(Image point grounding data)

-- Opening Marker --

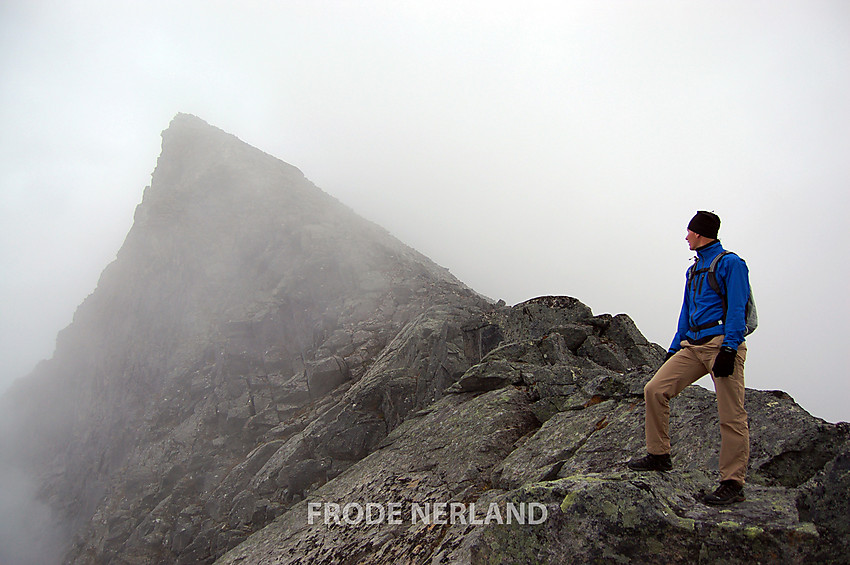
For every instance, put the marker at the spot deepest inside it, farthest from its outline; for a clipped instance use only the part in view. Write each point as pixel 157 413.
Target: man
pixel 709 339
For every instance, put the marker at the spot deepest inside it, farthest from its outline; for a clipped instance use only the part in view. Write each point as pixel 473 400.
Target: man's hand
pixel 724 363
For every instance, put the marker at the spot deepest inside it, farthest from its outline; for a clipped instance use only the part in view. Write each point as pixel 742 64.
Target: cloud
pixel 548 148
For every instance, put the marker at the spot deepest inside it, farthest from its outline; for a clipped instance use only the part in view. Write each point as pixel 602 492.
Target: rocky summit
pixel 262 376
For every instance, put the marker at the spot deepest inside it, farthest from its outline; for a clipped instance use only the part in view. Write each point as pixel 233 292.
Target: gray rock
pixel 325 375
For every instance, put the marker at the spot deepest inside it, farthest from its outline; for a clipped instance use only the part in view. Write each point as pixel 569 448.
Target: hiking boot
pixel 651 463
pixel 728 492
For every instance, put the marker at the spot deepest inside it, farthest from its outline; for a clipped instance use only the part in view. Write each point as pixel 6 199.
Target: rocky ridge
pixel 257 352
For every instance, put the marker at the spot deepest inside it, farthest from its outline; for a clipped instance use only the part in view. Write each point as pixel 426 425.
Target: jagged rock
pixel 255 347
pixel 325 375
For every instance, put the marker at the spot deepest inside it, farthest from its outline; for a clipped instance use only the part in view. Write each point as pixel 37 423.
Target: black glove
pixel 724 363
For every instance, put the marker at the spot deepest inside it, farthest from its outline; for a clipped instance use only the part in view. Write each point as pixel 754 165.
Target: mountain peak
pixel 257 346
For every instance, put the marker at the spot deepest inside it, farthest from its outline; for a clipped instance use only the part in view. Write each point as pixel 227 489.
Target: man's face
pixel 693 240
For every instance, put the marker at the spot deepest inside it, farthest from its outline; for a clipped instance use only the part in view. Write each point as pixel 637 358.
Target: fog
pixel 548 148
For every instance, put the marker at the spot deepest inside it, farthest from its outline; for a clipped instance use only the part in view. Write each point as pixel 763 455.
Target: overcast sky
pixel 532 148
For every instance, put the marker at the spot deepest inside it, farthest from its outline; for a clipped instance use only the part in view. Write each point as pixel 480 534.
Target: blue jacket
pixel 703 306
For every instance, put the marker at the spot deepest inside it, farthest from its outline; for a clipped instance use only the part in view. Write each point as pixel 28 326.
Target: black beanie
pixel 706 224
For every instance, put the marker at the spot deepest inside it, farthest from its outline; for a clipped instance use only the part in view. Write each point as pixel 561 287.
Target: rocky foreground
pixel 263 377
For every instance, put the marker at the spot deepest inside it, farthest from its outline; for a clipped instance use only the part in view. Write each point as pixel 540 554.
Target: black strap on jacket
pixel 715 286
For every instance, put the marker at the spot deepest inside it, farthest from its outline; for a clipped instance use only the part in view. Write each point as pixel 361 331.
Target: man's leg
pixel 679 371
pixel 734 429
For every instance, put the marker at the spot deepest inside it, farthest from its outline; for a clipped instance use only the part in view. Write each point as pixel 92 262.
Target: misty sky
pixel 532 148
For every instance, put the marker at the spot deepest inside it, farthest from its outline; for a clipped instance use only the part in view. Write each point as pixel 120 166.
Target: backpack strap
pixel 715 286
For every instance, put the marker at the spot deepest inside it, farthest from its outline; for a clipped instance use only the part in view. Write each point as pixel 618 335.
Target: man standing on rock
pixel 709 339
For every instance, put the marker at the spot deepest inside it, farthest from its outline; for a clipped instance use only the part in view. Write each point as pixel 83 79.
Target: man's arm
pixel 736 277
pixel 683 325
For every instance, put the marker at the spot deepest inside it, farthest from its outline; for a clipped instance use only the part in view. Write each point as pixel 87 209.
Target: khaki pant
pixel 688 365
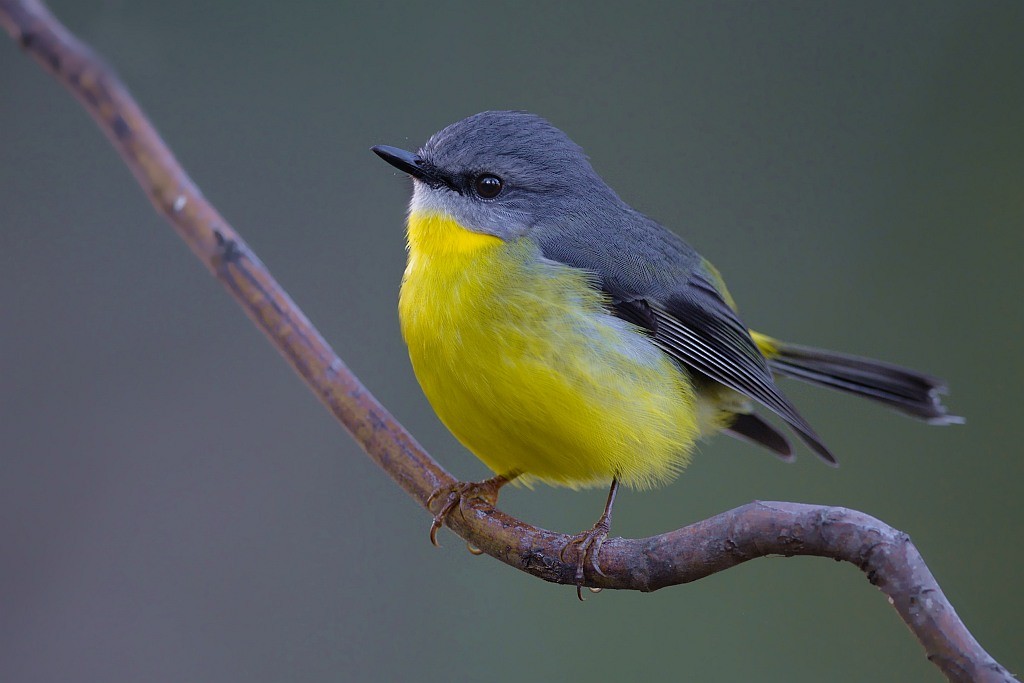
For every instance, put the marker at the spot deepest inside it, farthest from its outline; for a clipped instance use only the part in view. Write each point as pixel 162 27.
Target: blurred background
pixel 175 504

-- Closing Marker --

Skipping any images, write out all the data exactly.

For every instance, put the marker at the spot deepest inside it, farthest from its outline; for a clipped instance use only the part in view. Write each point as pixel 157 413.
Target: man
pixel 709 339
For every instance, put the marker at the spot deepest inside it, farthest from its outline; for a clipped instance use only the part in view. Write each point as pixel 473 400.
Target: man's hand
pixel 724 363
For every instance, put the marker at the spot deepest inside it, farthest from its outline; for a clipped instance use only the part in view. Write each point as pixel 742 64.
Target: cloud
pixel 548 148
For every instance, put the marker at the spot deepest inside it, farthest from its outline; for a clipped instance use only the part in view. Write each point as pixel 602 492.
Target: rocky summit
pixel 262 376
For every instance, put the marker at the spot deepest inside it, farthest from its outline; for a clipped instance use only the part in view. Write each point as pixel 233 292.
Target: gray rock
pixel 325 375
For every instance, put the marker at the spot deepest inside it, farthest from its outline; for a clipped instance use only the part in view. Write each point as pixel 569 448.
Target: hiking boot
pixel 651 463
pixel 728 492
For every instance, put the marker at the spot deepest inside it, farthest from its outline; for a clipped instance use only the part in view. Write each point as pixel 6 199.
Target: rocky ridge
pixel 257 352
For every instance, put the marker at the spot deepest inside it, farthest from its outline; for a clipped instance use only the part in view. Write each point as pixel 426 425.
Target: jagged rock
pixel 255 347
pixel 325 375
For every instance, put the marker at the spot deepest inside it, farthest from its outline; for a clipped instance use only the part in view. Write each point as pixel 37 423.
Target: black glove
pixel 724 363
For every instance, put the marker at the spot deepest inside it, farthest from its outline; for a clipped instance use only the part in view. Write each point as pixel 754 165.
Target: mountain peak
pixel 257 346
For every instance, put the marker at the spot deepest inside it, farthest from its outline; for a clipped instance use only the part in view. Write each point as pixel 227 489.
Target: man's face
pixel 693 240
For every instance, put the marker at the spot deepest inside it, farthest from its outline; for a clipped instance use only the part in view. Write each point as pixel 637 358.
Target: fog
pixel 548 148
For every instance, put the marker at the spot deepest inside it, farthest from its outline; for a clipped instance use only the part in view. Write each point as pixel 763 455.
Target: overcast sky
pixel 532 148
For every instance, put the marker at the spot deepest inside it, farthest from its outline; for a clipped instance use only the part in view. Write each point as pixel 480 534.
Target: blue jacket
pixel 703 306
For every instance, put the marker at the spot deepest inside it, farthest from its outline; for a clipped instance use only the part in view. Write each point as pixel 28 326.
Target: black beanie
pixel 706 224
For every instance, put the marker at the spot deepest inside it, farthest from its outline; for a clipped instance use only the part in view. Write each point as pixel 561 287.
Target: rocky foreground
pixel 263 377
For every instance, put the marker at the spot deepest inside it, farthest from its outline; for a clipped instance use only the part in view. Write each point as pixel 540 554.
Target: black strap on jacket
pixel 715 286
For every instance, put the marker at the spot deepest inside it, farthest from its outline; for a clipped instance use only the part in view. Write each point as pixel 361 331.
Target: man's leg
pixel 679 371
pixel 734 429
For every instance, put the marker at the spot deepest inside it, farthest from its outline; for a clipped instance use only the part in view. Write each point as pixel 92 262.
Target: misty sky
pixel 532 148
For every instance, put the marker at the spot deepest inside it, farthest from its outline; for a clipped instance use only the part in view. Write each point as pixel 120 166.
Target: backpack strap
pixel 715 286
For every instance, put the marker at the spot deepest inside it, farthest from its outline; for a clipped instance use only the part in view. Write each point as pixel 618 335.
Target: man standing on rock
pixel 709 339
For every instance, put the marker at the spot deepest inside it, farthest from its outline; for a clipped instance use only the part in view. Write each point as pixel 83 79.
Target: man's arm
pixel 736 277
pixel 683 325
For every instance, put the marker at the spot deepest inside it, farthest from its outline; for a clipped instance use only the part in view. Write each point as pixel 87 209.
Target: khaki pant
pixel 688 365
For every instance, put the marker at the spot deepest inside it, farthest from its outline; for a clipped instance use only the part in view. Write each point as pixel 162 27.
Target: blurred background
pixel 175 504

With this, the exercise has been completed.